Raw records:
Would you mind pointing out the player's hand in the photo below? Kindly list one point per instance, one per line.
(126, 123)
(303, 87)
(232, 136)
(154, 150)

Exercise:
Set down every line of the listing above word for word, without changing anything.

Correct answer:
Would you mind pointing out the player's hand in the photo below? Kindly list one point per instance, one per line.
(126, 123)
(303, 87)
(232, 136)
(154, 150)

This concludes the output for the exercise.